(Recorded data)
**********

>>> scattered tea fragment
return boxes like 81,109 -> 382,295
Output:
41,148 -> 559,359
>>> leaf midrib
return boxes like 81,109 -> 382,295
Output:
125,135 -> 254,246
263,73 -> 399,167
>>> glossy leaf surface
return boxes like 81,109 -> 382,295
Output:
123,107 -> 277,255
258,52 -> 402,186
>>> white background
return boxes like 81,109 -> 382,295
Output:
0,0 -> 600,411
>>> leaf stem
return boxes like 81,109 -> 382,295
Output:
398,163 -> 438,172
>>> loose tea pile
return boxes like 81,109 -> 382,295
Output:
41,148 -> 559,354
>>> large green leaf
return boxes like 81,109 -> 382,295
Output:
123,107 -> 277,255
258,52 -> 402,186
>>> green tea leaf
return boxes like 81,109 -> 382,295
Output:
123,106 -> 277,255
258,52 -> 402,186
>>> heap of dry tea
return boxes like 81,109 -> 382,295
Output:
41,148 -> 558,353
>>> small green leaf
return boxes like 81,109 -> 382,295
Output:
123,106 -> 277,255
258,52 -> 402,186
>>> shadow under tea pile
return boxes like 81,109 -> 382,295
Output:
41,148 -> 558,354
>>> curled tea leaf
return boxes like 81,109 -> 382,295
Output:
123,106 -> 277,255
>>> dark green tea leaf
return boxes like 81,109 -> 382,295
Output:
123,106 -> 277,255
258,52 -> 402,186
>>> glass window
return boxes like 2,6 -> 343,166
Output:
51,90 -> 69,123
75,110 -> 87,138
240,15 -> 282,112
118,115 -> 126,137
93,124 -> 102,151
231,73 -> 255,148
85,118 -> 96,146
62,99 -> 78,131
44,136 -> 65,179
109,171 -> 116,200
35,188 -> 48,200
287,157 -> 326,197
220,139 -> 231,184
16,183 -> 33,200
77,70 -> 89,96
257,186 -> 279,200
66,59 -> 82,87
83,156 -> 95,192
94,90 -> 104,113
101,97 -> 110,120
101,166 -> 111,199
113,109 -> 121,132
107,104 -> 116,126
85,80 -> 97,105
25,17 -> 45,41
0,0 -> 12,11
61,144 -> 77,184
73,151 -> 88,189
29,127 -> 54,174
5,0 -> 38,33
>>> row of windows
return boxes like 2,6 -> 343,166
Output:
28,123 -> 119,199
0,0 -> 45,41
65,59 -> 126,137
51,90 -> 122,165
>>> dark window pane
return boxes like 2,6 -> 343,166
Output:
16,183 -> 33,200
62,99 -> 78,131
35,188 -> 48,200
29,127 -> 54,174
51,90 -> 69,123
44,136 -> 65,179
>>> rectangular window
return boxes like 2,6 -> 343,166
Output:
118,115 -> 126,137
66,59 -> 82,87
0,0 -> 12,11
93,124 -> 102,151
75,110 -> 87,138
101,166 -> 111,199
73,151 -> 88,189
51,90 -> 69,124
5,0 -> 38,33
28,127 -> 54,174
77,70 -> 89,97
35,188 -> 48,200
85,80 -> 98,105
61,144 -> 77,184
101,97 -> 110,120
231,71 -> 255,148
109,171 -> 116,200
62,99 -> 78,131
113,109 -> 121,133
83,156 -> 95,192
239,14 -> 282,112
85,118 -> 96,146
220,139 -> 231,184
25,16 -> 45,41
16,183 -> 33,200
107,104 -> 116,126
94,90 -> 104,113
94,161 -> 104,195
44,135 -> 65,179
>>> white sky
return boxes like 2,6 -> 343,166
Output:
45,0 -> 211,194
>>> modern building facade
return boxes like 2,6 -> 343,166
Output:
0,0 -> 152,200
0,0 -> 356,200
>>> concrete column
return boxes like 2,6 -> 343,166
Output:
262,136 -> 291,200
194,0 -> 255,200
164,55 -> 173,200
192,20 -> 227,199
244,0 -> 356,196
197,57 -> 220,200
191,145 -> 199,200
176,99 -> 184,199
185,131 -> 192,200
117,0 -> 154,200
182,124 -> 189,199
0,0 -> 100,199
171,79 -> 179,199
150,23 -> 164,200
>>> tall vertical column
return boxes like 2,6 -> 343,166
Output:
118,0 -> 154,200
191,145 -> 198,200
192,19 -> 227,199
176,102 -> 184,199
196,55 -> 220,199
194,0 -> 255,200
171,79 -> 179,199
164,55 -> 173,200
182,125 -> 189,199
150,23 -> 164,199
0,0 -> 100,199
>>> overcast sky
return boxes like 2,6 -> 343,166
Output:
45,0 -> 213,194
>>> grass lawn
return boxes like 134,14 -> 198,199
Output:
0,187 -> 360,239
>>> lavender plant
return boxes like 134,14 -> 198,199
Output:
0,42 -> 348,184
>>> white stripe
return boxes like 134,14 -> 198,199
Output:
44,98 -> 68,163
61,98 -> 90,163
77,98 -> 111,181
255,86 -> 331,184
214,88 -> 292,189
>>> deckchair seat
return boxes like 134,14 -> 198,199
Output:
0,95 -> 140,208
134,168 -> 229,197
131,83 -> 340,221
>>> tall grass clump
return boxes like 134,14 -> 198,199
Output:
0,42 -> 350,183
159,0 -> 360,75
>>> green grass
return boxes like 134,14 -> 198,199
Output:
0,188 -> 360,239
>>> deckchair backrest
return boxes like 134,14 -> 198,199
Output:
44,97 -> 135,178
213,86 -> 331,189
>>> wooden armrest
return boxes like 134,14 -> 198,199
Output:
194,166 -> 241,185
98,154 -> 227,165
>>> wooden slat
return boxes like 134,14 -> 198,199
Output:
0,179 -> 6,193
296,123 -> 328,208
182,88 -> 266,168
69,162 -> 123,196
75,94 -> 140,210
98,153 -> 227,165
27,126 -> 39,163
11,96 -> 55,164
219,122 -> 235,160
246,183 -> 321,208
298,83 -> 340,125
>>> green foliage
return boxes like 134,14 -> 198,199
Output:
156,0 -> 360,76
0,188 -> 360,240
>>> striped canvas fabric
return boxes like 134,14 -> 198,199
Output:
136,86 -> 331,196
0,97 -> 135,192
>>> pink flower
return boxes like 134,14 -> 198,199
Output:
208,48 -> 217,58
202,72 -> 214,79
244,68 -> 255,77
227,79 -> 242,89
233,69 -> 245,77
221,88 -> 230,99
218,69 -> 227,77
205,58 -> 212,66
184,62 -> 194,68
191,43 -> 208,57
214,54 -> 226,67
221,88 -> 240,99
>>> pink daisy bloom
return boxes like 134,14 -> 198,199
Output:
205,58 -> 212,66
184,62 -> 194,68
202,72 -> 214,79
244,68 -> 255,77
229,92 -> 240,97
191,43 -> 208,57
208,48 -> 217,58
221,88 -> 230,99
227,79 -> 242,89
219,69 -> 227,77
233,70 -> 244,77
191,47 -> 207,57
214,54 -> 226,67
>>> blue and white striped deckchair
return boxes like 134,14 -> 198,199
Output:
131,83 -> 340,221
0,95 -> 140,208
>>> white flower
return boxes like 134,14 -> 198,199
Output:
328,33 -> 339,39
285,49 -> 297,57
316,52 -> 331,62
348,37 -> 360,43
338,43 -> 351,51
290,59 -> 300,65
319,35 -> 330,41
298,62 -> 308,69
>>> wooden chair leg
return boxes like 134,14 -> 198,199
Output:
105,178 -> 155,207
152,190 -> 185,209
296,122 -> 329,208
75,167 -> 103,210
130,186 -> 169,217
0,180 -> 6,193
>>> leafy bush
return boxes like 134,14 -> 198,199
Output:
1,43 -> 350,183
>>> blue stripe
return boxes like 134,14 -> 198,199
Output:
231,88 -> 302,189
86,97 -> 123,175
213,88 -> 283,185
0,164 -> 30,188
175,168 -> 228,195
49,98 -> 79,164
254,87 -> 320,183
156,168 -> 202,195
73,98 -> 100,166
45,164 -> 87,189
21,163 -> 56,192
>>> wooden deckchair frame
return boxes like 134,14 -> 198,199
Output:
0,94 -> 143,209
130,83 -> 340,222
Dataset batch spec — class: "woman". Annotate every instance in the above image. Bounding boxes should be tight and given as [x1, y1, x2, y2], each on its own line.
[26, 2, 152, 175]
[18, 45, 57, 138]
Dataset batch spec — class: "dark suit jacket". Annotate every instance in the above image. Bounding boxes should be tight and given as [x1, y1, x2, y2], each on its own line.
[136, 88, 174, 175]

**********

_Aim of the exercise_
Locate every line in the entries above that contains the word "tall", and copy each of those lines. Case counts.

_Response_
>>> tall vertical column
>>> tall grass clump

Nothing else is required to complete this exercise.